About this exercise: Below are some records: retype them all exactly, but not the pictures.

Start of Entries provided

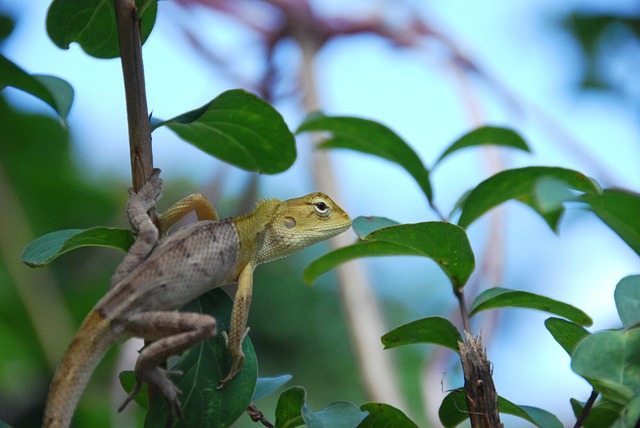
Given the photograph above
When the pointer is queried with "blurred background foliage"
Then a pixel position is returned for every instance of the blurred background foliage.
(295, 329)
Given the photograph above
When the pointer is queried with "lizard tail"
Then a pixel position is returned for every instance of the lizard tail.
(92, 341)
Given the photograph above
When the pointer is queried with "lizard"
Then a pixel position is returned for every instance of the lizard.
(160, 274)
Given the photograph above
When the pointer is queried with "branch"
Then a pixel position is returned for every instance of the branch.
(586, 410)
(482, 398)
(130, 42)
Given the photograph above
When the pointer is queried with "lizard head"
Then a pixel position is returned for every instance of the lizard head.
(298, 223)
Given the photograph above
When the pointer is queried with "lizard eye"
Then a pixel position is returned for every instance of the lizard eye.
(321, 206)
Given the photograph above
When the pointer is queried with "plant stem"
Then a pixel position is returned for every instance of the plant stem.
(463, 310)
(130, 41)
(586, 410)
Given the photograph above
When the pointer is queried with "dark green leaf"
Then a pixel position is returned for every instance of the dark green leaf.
(435, 330)
(127, 381)
(536, 416)
(330, 260)
(269, 385)
(550, 193)
(566, 333)
(363, 226)
(239, 128)
(444, 243)
(92, 24)
(502, 297)
(630, 414)
(486, 136)
(48, 247)
(292, 411)
(203, 366)
(610, 362)
(619, 210)
(340, 414)
(367, 136)
(52, 90)
(602, 414)
(383, 416)
(627, 297)
(7, 25)
(453, 411)
(520, 184)
(289, 408)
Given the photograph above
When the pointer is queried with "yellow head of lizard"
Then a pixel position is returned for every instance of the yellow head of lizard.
(291, 225)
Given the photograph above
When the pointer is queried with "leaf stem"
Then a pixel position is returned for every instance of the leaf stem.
(586, 410)
(464, 312)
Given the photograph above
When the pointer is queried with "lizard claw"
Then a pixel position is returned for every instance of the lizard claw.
(238, 358)
(158, 378)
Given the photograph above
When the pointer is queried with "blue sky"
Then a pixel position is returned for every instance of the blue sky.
(417, 95)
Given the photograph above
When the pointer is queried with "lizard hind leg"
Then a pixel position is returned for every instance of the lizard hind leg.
(172, 332)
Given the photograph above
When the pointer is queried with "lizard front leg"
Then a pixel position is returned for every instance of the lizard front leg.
(196, 202)
(173, 333)
(238, 329)
(146, 232)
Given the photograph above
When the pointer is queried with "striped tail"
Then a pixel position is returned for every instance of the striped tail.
(92, 341)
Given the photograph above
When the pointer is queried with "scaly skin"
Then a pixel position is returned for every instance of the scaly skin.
(160, 275)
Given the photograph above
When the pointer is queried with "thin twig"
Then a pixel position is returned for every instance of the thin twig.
(586, 410)
(130, 41)
(257, 416)
(464, 312)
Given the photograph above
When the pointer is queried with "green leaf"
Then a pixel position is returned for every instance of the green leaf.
(269, 385)
(46, 248)
(7, 24)
(367, 136)
(289, 408)
(503, 297)
(486, 136)
(630, 414)
(239, 128)
(292, 411)
(92, 24)
(550, 193)
(361, 249)
(127, 380)
(566, 333)
(363, 226)
(203, 366)
(52, 90)
(520, 184)
(602, 414)
(383, 416)
(435, 330)
(444, 243)
(619, 210)
(627, 297)
(340, 414)
(610, 362)
(536, 416)
(453, 411)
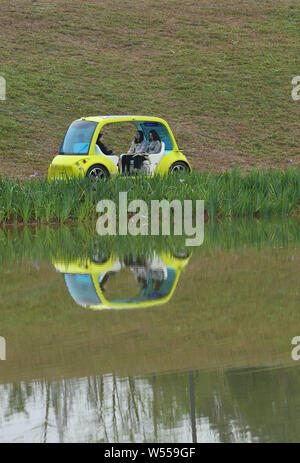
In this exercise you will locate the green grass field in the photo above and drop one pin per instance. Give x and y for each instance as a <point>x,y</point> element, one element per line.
<point>225,194</point>
<point>220,73</point>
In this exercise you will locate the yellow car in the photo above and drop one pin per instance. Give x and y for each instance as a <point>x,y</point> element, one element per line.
<point>81,156</point>
<point>156,277</point>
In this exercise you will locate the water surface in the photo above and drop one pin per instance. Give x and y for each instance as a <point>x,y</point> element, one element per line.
<point>146,340</point>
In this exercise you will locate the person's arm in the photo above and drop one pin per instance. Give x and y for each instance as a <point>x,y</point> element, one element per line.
<point>156,148</point>
<point>105,150</point>
<point>131,149</point>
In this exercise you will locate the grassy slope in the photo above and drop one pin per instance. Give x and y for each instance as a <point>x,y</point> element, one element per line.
<point>220,72</point>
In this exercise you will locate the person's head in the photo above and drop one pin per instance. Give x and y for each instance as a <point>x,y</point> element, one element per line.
<point>139,136</point>
<point>153,135</point>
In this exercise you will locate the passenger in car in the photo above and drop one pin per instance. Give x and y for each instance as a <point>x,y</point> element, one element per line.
<point>138,145</point>
<point>103,147</point>
<point>154,147</point>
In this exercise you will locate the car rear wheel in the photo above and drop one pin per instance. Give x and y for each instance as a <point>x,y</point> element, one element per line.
<point>179,167</point>
<point>98,172</point>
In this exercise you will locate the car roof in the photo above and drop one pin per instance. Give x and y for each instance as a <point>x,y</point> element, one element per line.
<point>123,118</point>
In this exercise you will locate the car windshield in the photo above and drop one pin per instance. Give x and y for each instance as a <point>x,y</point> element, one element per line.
<point>78,138</point>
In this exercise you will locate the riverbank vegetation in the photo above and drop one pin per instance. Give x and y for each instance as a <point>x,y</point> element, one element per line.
<point>228,194</point>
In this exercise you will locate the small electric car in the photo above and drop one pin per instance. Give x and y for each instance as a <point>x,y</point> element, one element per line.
<point>80,155</point>
<point>156,278</point>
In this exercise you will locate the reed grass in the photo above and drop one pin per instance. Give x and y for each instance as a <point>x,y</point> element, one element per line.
<point>227,194</point>
<point>82,242</point>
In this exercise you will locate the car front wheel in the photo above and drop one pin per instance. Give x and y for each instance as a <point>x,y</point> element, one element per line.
<point>98,172</point>
<point>179,167</point>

End of Entries provided

Answer below:
Given the photograph above
When the pointer is queried with "blurred background foliage"
Then a pixel position is returned for every instance of the blurred background foliage.
(295, 329)
Given the photograph above
When the pointer is queried with "lizard tail"
Then a pixel position is returned for every instance of the lizard tail.
(92, 341)
Given the photograph above
When the pointer is queried with "lizard"
Then a pixel position is returned for every instance of the lizard.
(160, 274)
Given the photograph above
When the pointer is queried with "branch"
Then a pixel position is returned for every instance of the branch.
(586, 410)
(482, 398)
(130, 42)
Given the photograph above
When the pointer is queried with "lizard head"
Then a pixel position is returned for every instance of the lizard head.
(298, 223)
Given the photograph above
When the pointer is queried with "lizard eye"
Then a pixel position is returned for every instance of the lizard eye.
(321, 206)
Given the photograph above
When the pointer is queried with "plant stem"
Then a pixel position is returned for every instance of the plant stem.
(463, 310)
(130, 41)
(586, 410)
Given the photograph above
When the pointer is queried with "dark green leaf"
Then a pixel position is returned for every instance of the dark green leaf.
(435, 330)
(127, 381)
(536, 416)
(330, 260)
(269, 385)
(550, 193)
(566, 333)
(363, 226)
(239, 128)
(444, 243)
(92, 24)
(502, 297)
(630, 414)
(486, 136)
(48, 247)
(292, 411)
(203, 366)
(610, 362)
(619, 210)
(340, 414)
(367, 136)
(52, 90)
(602, 414)
(383, 416)
(627, 297)
(7, 25)
(453, 411)
(520, 184)
(289, 408)
Given the photograph above
When the pointer is queried with "yellow head of lizard"
Then a pixel position is returned for every instance of the yellow head of lizard.
(291, 225)
Given the photograph above
When the pointer is queried with "leaf stem"
Then a pixel position is returned for every instance of the leaf stem.
(586, 410)
(464, 312)
Given the photograph above
When the pointer is queried with "lizard claw"
Then a pixel position is returned for every instance of the lizard claw.
(238, 358)
(158, 378)
Given the photograph above
When the pointer is queried with "blue sky"
Then a pixel position is returned for every instance of the blue sky.
(417, 95)
Given the photograph above
When the pointer is queried with "lizard hind leg"
Then a pixel position is returned for every instance of the lizard hind leg.
(172, 332)
Given the photograph above
When the pointer is queried with "lizard front leg"
Then a pixel position is returned for every instance of the lizard front leg.
(196, 202)
(173, 333)
(238, 329)
(146, 232)
Given the photograph above
When the pointer is queried with "striped tail"
Then a pixel position is returned for every instance of the striped tail.
(92, 341)
Given the photograph above
When the pointer is queried with "scaly skin"
Then a pixel position is returned for every instance of the scaly skin.
(160, 275)
Given the photograph above
When the pointer is queried with "thin twig"
Then a pixel position is returned for every instance of the thin twig.
(586, 410)
(130, 41)
(257, 416)
(464, 312)
Given the photograph above
When the pointer is queried with "green leaf"
Then a pixel position is returned for every instance of the green leaf.
(269, 385)
(46, 248)
(7, 24)
(367, 136)
(289, 408)
(503, 297)
(486, 136)
(630, 414)
(239, 128)
(292, 411)
(92, 24)
(550, 193)
(361, 249)
(127, 380)
(566, 333)
(363, 226)
(203, 366)
(52, 90)
(520, 184)
(602, 414)
(383, 416)
(435, 330)
(444, 243)
(619, 210)
(627, 297)
(340, 414)
(610, 362)
(536, 416)
(453, 411)
In this exercise you will locate the green grass field in the photo above and drop one pin per instance. Give x and y for each instance as a <point>x,y</point> element, one element per line.
<point>225,194</point>
<point>220,73</point>
In this exercise you will locate the yellow car in the photo above and drop one pin per instance. Give x and y for each instance as a <point>x,y</point> element, one element per line.
<point>81,156</point>
<point>156,277</point>
In this exercise you will locate the water surface in the photo above and drop one pin per instance. Give x and y for each instance as a <point>x,y</point> element, one element per line.
<point>146,340</point>
In this exercise you will locate the person's arm in the photo above and drop one pin per instance. Give x and y for each instance as a <point>x,y</point> element, one element per line.
<point>156,148</point>
<point>105,150</point>
<point>131,149</point>
In this exercise you will locate the grassy slope in the photo above and drop one pin per instance. Give x and y for each instance as a <point>x,y</point> element, one element per line.
<point>220,72</point>
In this exercise you will locate the person's head in the photo above and drop one pin per instance. Give x and y for each instance as a <point>x,y</point> element, one element per line.
<point>139,136</point>
<point>153,135</point>
In this exercise you will locate the passenger in car in the photo above and drop one pin per instance. Give x and y for each instance as a <point>x,y</point> element, one element per line.
<point>138,145</point>
<point>103,147</point>
<point>154,147</point>
In this exercise you will locate the car rear wheel in the photo above and drop one pin per instance. Give x and y for each instance as a <point>x,y</point> element, one element per line.
<point>179,167</point>
<point>98,172</point>
In this exercise you will locate the car roof in the photo above and drop one pin per instance. Give x and y for each instance as a <point>x,y</point> element, one element per line.
<point>123,118</point>
In this exercise you will locate the car windshield in the photo above and drop one pin per instance. Give x and y for each instance as a <point>x,y</point> element, one element per line.
<point>78,138</point>
In this exercise you will locate the riverbank vegetation in the photo above and drop one pin per instance. Give x and y for each instance as a <point>x,y</point> element, one element per line.
<point>228,194</point>
In this exercise you will locate the small electric car in the photo above and drop one pin per instance. Give x and y for each instance as a <point>x,y</point> element, one element per line.
<point>80,155</point>
<point>156,278</point>
In this exercise you will locate the reed grass in the photo above and drop one pin per instance. Give x and y for each instance as a <point>x,y</point> element, one element per line.
<point>227,194</point>
<point>82,242</point>
In this exercise you will locate the car front wheel in the photo above and drop one pin per instance. Give x and y for each instance as a <point>x,y</point> element, one element per line.
<point>98,172</point>
<point>179,167</point>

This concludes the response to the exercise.